[Instructions to follow] Return all of the entries exactly, with nothing added or left out.

[Records for processing]
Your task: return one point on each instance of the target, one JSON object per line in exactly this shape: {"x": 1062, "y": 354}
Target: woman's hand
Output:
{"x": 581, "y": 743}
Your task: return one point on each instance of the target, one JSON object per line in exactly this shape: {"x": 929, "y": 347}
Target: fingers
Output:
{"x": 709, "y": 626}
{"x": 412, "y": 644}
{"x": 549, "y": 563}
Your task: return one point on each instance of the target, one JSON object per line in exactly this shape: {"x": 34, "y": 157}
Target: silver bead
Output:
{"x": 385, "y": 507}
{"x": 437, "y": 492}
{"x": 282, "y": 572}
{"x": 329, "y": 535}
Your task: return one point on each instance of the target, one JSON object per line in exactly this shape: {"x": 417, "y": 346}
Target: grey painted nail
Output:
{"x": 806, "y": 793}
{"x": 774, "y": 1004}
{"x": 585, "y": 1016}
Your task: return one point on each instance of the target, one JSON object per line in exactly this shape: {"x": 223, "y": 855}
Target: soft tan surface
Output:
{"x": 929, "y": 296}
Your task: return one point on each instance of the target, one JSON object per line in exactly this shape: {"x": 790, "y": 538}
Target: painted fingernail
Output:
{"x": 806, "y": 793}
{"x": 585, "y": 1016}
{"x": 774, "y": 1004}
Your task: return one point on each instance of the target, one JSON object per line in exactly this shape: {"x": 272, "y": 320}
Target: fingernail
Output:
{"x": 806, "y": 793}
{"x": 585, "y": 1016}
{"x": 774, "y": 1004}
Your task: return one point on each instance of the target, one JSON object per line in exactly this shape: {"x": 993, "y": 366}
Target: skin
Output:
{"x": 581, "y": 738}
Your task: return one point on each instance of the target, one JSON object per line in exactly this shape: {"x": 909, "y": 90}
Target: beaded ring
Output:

[Result]
Your task: return one point on each instance of the target, one JSON object per line in exactly this shape: {"x": 1062, "y": 354}
Target: woman's hand
Output:
{"x": 581, "y": 743}
Your task: return one point on each instance of the target, one JSON object per line in exactly this shape: {"x": 929, "y": 347}
Target: fingers
Output:
{"x": 709, "y": 626}
{"x": 412, "y": 644}
{"x": 549, "y": 563}
Your task: return one point on each instance of the target, one JSON object per line in exactly this shape: {"x": 34, "y": 157}
Target: silver bead
Output:
{"x": 385, "y": 507}
{"x": 437, "y": 492}
{"x": 282, "y": 572}
{"x": 329, "y": 535}
Your task: return one point on each instance of the target, one JSON object per line in exactly this shape: {"x": 417, "y": 346}
Target: grey painted nail
Output:
{"x": 806, "y": 793}
{"x": 774, "y": 1004}
{"x": 585, "y": 1016}
Your task: return one point on each instance of the target, one JSON object per line in exactly this shape: {"x": 223, "y": 855}
Target: soft tan surface
Output:
{"x": 929, "y": 296}
Your task: return one point on each instance of the target, one JSON object per line in exactly this shape: {"x": 790, "y": 538}
Target: painted fingernail
Output:
{"x": 806, "y": 793}
{"x": 585, "y": 1016}
{"x": 774, "y": 1004}
Your task: return one point on each instance of the target, one JSON object per line in exactly this shape: {"x": 272, "y": 320}
Target: fingernail
Output:
{"x": 806, "y": 793}
{"x": 585, "y": 1016}
{"x": 774, "y": 1004}
Your task: return one point on each instance of the target, one JSON object per line in exactly this shape: {"x": 993, "y": 366}
Target: skin
Output:
{"x": 581, "y": 738}
Your task: return one point on each instance of the target, one JSON object per line in exactly this shape: {"x": 909, "y": 90}
Target: beaded ring
Output:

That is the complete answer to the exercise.